— start —

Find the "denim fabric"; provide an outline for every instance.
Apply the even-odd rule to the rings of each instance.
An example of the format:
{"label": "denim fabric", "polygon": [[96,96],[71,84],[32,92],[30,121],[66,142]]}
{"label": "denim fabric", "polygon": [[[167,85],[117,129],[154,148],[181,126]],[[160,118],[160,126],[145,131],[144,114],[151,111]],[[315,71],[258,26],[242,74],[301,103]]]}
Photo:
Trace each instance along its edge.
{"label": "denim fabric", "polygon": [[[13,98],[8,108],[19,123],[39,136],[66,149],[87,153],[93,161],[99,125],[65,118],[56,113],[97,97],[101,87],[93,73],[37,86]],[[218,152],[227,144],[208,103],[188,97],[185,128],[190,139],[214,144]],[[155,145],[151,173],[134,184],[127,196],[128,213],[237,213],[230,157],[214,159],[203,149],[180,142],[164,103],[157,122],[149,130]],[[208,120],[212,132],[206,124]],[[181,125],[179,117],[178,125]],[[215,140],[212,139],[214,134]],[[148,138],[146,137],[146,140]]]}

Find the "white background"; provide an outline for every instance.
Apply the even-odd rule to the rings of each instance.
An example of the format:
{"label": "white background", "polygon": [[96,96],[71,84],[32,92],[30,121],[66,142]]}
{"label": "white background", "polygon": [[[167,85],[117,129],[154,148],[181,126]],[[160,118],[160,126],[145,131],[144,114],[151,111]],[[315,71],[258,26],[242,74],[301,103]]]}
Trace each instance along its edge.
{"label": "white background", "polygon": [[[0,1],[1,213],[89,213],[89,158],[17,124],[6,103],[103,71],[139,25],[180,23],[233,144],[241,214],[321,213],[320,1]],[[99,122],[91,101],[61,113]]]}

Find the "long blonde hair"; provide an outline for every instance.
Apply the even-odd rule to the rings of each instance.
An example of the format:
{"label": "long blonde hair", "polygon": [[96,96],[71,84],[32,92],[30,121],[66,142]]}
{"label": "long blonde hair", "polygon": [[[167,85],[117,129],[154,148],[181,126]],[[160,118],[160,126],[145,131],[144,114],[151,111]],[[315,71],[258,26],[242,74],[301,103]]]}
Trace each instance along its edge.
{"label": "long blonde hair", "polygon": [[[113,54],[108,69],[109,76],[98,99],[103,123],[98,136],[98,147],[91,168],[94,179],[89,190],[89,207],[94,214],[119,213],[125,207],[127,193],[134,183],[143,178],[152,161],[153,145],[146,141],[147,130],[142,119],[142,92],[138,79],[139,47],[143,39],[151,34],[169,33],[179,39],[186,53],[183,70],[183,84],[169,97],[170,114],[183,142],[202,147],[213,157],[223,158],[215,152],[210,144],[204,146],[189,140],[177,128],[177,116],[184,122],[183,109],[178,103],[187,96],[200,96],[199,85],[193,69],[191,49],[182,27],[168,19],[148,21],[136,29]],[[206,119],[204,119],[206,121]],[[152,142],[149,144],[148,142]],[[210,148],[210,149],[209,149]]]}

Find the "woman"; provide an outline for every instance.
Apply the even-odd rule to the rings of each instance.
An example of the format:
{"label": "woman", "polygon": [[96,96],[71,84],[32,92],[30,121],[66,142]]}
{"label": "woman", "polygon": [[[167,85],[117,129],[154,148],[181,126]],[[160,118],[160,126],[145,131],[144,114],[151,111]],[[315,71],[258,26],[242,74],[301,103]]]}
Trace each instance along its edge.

— end —

__STATED PROBLEM__
Filter the records above and copy every line that contains the word "Find".

__ANSWER BELOW__
Find the "denim fabric"; provide an outline for every instance.
Find the "white background"; provide an outline for every instance.
Find the "long blonde hair"; provide an outline for every instance.
Find the "woman"; provide an outline for every instance.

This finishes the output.